### Tarea del ejercicio A
¿Puedes volver a escribir las filas desde su comienzo hasta la línea que contiene "xmin=567 ymin=1125 xmax=896 ymax=1250", ambas incluidas, cambiando "terracotta pot" por "clay pot" y dejando todo lo demás igual?

Wednesday, July 27, 2011

Dei, Toria, Indonesia

El día 23 de junio llegué a Yakarta después de haber dejado la residencia en la que he estado viviendo durante los 5 últimos meses. Un cuarto donde compartía habitación con dos checas, una indonesia y una taiwanesa.
 La taiwanesa se llama Vera y tiene treinta y tantos. Es extremadamente reservada y jamás nos ha contado nada de su vida privada por lo que la mayoría de cosas que sabemos de ella, las hemos intuido por las fotos de la habitación. Adela es una de esas chicas imponentes del este que nos titubean a la hora de ponerse una mini-falda y un buen escote. Su mirada es fría y algo distante pero en cuanto la conoces su lealtad, su compromiso y su sentido de la libertad destruyen esta imagen de femme fatale de hielo y te muestra una chica sincera y buena amiga de sus amigos. Šárka también es de República Checa. Tiene unos grandes ojos azules y una sonrisa inocente y limpia que refleja perfectamente su personalidad. Han sido mis dos compañeras principales de viaje durante los 5 primeros meses y las echo de menos. Rhein, la chica de Indonesia es musulmana y reza 5 veces al día. Al contrario de lo que podía pensar al principio, nunca nos ha dedicado una mueca extraña por no comportarnos como ella, se ha reído con nuestras historias y nos ha piropeado cuando hemos salido de fiesta poco recatadas. En alguna ocasión, la hemos pillado rezando al llegar de marcha, pero no ha sido un problema. El respeto mutuo ha prevalecido los cinco meses de convivencia, y, pese a haber carecido de todo atisbo de privacidad, el balance ha sido positivo y la experiencia se ha convertido en recuerdos un tanto surrealistas pero muy divertidos. 
Con esta etapa casi terminada, el viaje a Indonesia se presentaba como el perfecto punto de inflexión entre el Taipei que había conocido hasta ese momento y mi nueva etapa: nueva residencia, nueva universidad y comienzo del curso intensivo de chino. 
Tras 11 horas de viaje, llegué al aeropuerto de Yakarta emanando inocencia. En Taiwán la gente es tan noble y honesta que el nivel de desconfianza se reduce a 0 y acatas civilizadamente todos los precios y recomendaciones de los conciudadanos. Su actitud te pone de buen humor porque en ningún momento te sientes extranjera. Es un modo flowerpower bastante agradable que hace que el encargado de vender los visados en el aeropuerto de Yakarta, te time tranquilamente 30€ y además se lleve una sonrisa. ¡Sí señor! Ni corto ni perezoso, duplicó el precio del visado y yo no me di cuenta hasta que ya era demasiado tarde.

### Tarea del ejercicio B
Según la página, ¿cuántas horas duró el viaje hasta el aeropuerto de Yakarta?

### Información extraída
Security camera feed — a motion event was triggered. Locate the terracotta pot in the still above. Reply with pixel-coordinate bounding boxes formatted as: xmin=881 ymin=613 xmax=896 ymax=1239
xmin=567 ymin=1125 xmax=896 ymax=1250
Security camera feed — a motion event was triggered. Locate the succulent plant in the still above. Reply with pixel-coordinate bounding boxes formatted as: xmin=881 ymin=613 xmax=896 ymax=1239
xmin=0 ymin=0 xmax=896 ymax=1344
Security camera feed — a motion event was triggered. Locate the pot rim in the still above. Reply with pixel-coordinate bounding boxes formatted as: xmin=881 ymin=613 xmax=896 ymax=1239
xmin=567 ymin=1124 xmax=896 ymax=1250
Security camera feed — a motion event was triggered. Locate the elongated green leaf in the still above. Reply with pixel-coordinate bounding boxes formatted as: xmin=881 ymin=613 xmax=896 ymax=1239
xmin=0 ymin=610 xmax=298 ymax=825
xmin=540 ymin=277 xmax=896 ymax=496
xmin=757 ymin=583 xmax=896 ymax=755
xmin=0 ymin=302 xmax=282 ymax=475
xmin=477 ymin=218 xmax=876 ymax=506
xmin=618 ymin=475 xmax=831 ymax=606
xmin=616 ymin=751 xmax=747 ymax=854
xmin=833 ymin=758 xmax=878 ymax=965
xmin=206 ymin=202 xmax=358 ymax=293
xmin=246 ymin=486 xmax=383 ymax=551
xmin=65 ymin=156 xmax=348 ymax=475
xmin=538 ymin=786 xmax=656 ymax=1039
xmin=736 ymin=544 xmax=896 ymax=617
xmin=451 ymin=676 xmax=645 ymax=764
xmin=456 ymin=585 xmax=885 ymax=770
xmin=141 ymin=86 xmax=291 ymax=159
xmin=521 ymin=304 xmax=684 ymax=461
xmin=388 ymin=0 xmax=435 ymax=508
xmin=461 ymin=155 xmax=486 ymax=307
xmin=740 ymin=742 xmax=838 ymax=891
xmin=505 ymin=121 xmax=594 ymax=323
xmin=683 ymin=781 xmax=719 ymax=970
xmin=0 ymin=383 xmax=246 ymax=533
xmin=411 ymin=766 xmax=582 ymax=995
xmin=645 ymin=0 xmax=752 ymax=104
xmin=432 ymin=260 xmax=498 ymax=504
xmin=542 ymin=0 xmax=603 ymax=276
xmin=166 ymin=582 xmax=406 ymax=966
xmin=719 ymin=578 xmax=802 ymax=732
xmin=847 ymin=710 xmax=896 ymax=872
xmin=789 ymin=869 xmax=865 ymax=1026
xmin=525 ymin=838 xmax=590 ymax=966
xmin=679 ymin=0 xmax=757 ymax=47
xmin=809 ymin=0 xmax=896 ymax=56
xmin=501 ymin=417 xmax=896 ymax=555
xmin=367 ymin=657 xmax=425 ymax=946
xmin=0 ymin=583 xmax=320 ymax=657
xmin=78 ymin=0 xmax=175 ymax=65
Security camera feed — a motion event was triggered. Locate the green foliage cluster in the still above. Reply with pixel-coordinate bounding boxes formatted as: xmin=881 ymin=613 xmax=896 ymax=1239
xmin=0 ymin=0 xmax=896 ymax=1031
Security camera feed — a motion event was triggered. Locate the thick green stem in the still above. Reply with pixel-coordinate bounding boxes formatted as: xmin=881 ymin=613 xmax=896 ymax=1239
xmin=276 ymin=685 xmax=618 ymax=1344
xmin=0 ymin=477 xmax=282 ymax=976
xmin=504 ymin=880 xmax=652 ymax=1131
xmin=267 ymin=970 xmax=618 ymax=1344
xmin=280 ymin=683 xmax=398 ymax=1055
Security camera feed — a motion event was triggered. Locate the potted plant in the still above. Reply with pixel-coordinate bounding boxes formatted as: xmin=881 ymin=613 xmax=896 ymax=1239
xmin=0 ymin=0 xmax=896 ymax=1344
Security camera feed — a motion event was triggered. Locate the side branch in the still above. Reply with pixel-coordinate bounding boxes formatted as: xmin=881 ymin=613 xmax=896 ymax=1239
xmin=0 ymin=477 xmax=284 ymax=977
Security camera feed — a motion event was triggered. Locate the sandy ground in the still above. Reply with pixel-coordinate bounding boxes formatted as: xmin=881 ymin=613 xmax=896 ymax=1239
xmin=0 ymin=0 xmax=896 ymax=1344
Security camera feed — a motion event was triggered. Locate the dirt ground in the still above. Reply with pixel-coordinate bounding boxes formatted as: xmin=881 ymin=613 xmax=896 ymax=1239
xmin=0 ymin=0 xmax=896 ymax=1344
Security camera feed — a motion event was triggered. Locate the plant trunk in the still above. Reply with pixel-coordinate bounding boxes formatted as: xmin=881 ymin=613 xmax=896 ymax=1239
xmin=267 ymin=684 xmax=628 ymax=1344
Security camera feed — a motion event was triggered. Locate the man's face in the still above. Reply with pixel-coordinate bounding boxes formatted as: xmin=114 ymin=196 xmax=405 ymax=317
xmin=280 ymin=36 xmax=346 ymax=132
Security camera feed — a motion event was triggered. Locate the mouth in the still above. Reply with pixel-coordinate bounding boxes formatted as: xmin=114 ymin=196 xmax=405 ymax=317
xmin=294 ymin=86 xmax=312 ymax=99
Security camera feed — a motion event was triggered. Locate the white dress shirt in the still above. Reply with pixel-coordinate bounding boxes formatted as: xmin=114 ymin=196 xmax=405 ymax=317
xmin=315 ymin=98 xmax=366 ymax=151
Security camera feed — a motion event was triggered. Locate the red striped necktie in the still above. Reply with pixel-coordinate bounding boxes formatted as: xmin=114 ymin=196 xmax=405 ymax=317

### Respuesta escrita A
Security camera feed — a motion event was triggered. Locate the clay pot in the still above. Reply with pixel-coordinate bounding boxes formatted as: xmin=881 ymin=613 xmax=896 ymax=1239
xmin=567 ymin=1125 xmax=896 ymax=1250

### Respuesta escrita B
Once horas.